Stored data entries:

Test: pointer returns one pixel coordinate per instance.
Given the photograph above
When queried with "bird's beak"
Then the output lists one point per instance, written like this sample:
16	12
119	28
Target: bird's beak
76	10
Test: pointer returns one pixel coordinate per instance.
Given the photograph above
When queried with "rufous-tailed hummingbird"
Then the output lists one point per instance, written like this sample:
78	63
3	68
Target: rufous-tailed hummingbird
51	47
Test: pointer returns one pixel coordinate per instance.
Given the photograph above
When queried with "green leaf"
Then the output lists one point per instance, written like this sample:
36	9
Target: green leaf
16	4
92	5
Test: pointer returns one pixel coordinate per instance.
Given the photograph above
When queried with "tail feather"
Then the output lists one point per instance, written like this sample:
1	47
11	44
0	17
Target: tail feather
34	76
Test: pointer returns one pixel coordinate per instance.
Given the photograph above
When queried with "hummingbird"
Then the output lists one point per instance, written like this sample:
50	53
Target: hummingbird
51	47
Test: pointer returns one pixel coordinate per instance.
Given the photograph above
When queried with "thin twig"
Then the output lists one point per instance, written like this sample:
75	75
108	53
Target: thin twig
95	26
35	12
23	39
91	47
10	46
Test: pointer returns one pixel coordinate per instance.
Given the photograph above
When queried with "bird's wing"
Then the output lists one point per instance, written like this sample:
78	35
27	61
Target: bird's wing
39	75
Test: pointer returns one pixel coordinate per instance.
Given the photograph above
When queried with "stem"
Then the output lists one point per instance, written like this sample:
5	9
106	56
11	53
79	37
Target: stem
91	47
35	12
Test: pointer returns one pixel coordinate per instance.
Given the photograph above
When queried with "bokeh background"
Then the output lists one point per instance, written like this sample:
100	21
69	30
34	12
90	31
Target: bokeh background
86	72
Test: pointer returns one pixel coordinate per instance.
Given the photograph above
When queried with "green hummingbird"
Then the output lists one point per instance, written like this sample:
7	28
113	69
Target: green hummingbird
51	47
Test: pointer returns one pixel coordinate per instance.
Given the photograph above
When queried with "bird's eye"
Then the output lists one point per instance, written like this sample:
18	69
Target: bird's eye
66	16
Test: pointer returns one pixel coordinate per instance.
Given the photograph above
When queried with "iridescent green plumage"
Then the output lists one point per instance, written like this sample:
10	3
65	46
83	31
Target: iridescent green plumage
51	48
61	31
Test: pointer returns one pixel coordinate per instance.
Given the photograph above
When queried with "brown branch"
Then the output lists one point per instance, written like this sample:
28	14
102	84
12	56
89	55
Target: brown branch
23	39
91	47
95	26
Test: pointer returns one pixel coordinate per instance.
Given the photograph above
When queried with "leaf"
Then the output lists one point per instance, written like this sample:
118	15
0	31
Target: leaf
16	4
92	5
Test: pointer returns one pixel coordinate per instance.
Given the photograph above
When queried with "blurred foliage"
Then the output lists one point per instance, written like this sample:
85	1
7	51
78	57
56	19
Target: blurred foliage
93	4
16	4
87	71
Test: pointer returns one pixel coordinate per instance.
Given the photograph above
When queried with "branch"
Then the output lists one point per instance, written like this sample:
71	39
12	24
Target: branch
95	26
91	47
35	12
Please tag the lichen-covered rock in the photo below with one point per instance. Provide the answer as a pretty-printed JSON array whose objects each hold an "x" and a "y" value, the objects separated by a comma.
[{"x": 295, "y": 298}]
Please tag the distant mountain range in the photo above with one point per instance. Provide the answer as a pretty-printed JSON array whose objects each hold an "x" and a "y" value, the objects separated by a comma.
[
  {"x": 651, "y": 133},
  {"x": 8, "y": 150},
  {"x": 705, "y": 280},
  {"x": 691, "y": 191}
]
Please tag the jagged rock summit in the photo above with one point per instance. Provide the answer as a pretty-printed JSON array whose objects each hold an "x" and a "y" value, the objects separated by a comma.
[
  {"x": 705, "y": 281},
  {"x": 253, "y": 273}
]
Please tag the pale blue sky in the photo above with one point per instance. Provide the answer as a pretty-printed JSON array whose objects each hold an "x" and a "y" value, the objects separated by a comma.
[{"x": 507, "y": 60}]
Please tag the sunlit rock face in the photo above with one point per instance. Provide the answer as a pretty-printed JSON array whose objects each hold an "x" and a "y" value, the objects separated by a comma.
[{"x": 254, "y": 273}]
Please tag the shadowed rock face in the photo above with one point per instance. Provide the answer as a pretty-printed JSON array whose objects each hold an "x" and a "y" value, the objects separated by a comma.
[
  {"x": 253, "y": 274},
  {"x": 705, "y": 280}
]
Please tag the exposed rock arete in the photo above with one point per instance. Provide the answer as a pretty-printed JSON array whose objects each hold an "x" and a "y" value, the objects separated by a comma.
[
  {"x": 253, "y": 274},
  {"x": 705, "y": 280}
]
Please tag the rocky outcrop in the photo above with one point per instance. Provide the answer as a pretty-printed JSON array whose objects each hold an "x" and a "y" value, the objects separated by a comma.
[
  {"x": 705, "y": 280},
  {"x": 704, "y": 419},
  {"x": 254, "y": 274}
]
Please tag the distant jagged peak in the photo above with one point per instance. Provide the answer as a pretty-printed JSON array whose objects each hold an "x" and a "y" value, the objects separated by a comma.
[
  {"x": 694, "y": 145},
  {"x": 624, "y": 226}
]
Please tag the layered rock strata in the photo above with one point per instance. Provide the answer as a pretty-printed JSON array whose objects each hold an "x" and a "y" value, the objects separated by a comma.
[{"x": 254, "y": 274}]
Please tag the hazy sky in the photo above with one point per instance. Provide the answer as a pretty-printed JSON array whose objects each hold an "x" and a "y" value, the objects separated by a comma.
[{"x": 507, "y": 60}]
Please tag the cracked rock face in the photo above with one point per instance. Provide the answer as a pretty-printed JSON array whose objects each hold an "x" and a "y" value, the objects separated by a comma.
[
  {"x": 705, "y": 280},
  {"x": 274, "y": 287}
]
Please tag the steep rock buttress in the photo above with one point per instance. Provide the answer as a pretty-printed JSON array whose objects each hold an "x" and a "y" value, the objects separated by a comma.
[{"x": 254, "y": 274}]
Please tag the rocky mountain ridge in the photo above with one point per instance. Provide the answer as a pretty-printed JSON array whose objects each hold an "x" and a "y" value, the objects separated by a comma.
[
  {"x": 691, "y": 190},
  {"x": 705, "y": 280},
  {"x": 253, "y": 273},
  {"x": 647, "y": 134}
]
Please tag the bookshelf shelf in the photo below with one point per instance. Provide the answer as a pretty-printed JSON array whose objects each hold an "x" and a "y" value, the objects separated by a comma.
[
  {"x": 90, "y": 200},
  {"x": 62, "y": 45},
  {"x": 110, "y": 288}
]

**Exercise description**: Output all of the records above unchanged.

**Response below**:
Test: pointer returns one pixel coordinate per instance.
Given the photograph above
When queried with "bird's beak"
Then the output lists one point per instance, written like this sample:
16	12
119	28
Target: bird's beak
76	10
Test: pointer returns one pixel coordinate per instance.
Given the photograph above
When queried with "rufous-tailed hummingbird"
Then the output lists one point per instance, written like this sample:
78	63
3	68
Target: rufous-tailed hummingbird
51	47
Test: pointer returns one pixel coordinate per instance.
Given the photograph above
When queried with "green leaf"
Then the output lists one point per instance, written like this sample:
36	9
Target: green leaf
16	4
92	5
Test: pointer returns one pixel coordinate per instance.
Given the photograph above
When queried with "tail feather"
Then the output lists one point per instance, written like this sample:
1	47
11	44
0	17
Target: tail feather
34	76
Test: pointer returns one pixel coordinate per instance.
Given the photograph above
When queried with "hummingbird"
Then the output lists one point per instance, written like this sample:
50	53
Target: hummingbird
51	47
Test: pointer returns one pixel coordinate per instance.
Given the photograph above
When queried with "thin twig"
Then the output lists one point per instance, written like this sample:
75	75
108	53
Target: thin twig
95	26
35	12
23	39
91	47
10	46
Test: pointer returns one pixel coordinate per instance.
Given the photograph above
When queried with "bird's wing"
Then the output lists one point per instance, written like this sample:
78	35
27	61
Target: bird's wing
39	75
Test: pointer returns one pixel coordinate per instance.
Given the photograph above
When queried with "stem"
Then the output lists one point per instance, written like this sample:
5	9
106	56
11	53
79	37
Target: stem
91	47
35	12
Test: pointer returns one pixel coordinate per instance.
Given the photograph above
When queried with "bokeh background"
Then the output lists one point per instance, written like this sample:
100	21
69	30
34	12
90	31
Target: bokeh background
86	72
Test: pointer returns one pixel coordinate per instance.
Given the photograph above
When queried with "green hummingbird"
Then the output lists one point per instance, written like this sample:
7	28
113	69
Target: green hummingbird
51	47
Test: pointer returns one pixel coordinate per instance.
Given the photograph above
When queried with "bird's eye"
Then the output lists one point per instance, written like this sample:
18	69
Target: bird's eye
66	16
Test: pointer returns one pixel coordinate per instance.
Given the photograph above
When queried with "iridescent green plumage"
Then the output lists one point per instance, written like this sample:
10	3
65	46
83	31
Target: iridescent green plumage
51	48
61	31
Test: pointer returns one pixel coordinate per instance.
Given the photograph above
When queried with "brown branch"
Then the output lists one point per instance, written like this sample:
28	14
102	84
12	56
89	55
Target: brown branch
23	39
91	47
95	26
Test: pointer returns one pixel coordinate per instance.
Given the photograph above
When queried with "leaf"
Then the output lists one point per instance, written like this sample:
118	15
0	31
Target: leaf
16	4
92	5
Test: pointer returns one pixel coordinate per instance.
Given the photograph above
When queried with "blurred foliage"
Then the output lists one point per instance, written like this sample:
85	1
7	51
78	57
56	19
Target: blurred foliage
93	4
16	4
87	71
Test: pointer returns one pixel coordinate per instance.
Given the photograph above
When queried with "branch"
Then the output lists one point per instance, written like this sample:
71	39
12	24
Target: branch
95	26
91	47
35	12
Please tag the lichen-covered rock in the photo below with one point per instance. Provide the answer as a pretty-printed JSON array whose objects each hold an "x" and a "y" value, the objects separated by a comma.
[{"x": 295, "y": 298}]
Please tag the distant mountain range in the photo above with one point per instance. Provide the answer as a pretty-printed JSON array whose objects each hold an "x" and a "y" value, the objects separated by a comma.
[
  {"x": 651, "y": 133},
  {"x": 8, "y": 150},
  {"x": 705, "y": 280},
  {"x": 691, "y": 191}
]
Please tag the jagged rock summit in the photo above with one point per instance. Provide the answer as a pretty-printed JSON array whose objects each hold an "x" and a "y" value, the objects separated by a comma.
[
  {"x": 705, "y": 281},
  {"x": 253, "y": 273}
]
Please tag the pale blue sky in the photo above with one point per instance. Provide the answer as a pretty-printed JSON array whose objects each hold an "x" and a "y" value, the objects separated by a comma.
[{"x": 507, "y": 60}]
Please tag the sunlit rock face in the photo above with one point per instance. Provide the answer as a pretty-printed JSON array whose objects each hold an "x" and a "y" value, the objects separated by a comma.
[{"x": 254, "y": 273}]
Please tag the shadowed rock face in the photo above with one point per instance. Provide the answer as a pretty-printed JSON array whose objects each hold an "x" and a "y" value, the objects separated by a comma.
[
  {"x": 253, "y": 274},
  {"x": 705, "y": 280}
]
Please tag the exposed rock arete in the photo above with one point per instance. Provide the answer as a pretty-printed JSON array whose objects each hold an "x" and a "y" value, the objects separated by a comma.
[
  {"x": 253, "y": 274},
  {"x": 705, "y": 280}
]
Please tag the rocky outcrop in the photo above with one point per instance. Provide the answer as a pretty-printed JSON array whose objects each hold an "x" and a "y" value, the objects separated by a comma.
[
  {"x": 705, "y": 280},
  {"x": 704, "y": 419},
  {"x": 254, "y": 274}
]
Please tag the distant jagged peak in the photo above with one point per instance. Provide the answer as a pretty-printed JSON array whose objects each hold an "x" and a "y" value, the objects separated by a comma.
[
  {"x": 694, "y": 145},
  {"x": 624, "y": 226}
]
Please tag the layered rock strata in the photo above with one point per instance. Provide the answer as a pretty-printed JSON array whose objects each hold an "x" and a "y" value, the objects separated by a comma.
[{"x": 254, "y": 274}]
Please tag the hazy sky in the photo above with one point per instance. Provide the answer as a pretty-printed JSON array whose objects each hold an "x" and a "y" value, the objects separated by a comma.
[{"x": 507, "y": 60}]
Please tag the cracked rock face in the photo above with one point per instance. Provide the answer as a pretty-printed JSON array whose objects each hold an "x" and a "y" value, the objects separated by a comma.
[
  {"x": 705, "y": 280},
  {"x": 274, "y": 287}
]
Please tag the steep rock buttress in the photo above with one point per instance. Provide the answer as a pretty-printed JSON array whose objects each hold an "x" and a "y" value, the objects separated by a comma.
[{"x": 254, "y": 274}]
Please tag the rocky mountain ridge in the photo above with one point per instance. Provide the answer as a pretty-printed JSON array whose objects each hold an "x" and a "y" value, the objects separated by a comma.
[
  {"x": 691, "y": 190},
  {"x": 705, "y": 280},
  {"x": 253, "y": 273},
  {"x": 647, "y": 134}
]
Please tag the bookshelf shelf in the photo below with one point per instance. Provide the answer as a pretty-printed JSON array whose objects each hold an "x" and a "y" value, the objects separated by a comma.
[
  {"x": 90, "y": 200},
  {"x": 62, "y": 45},
  {"x": 110, "y": 288}
]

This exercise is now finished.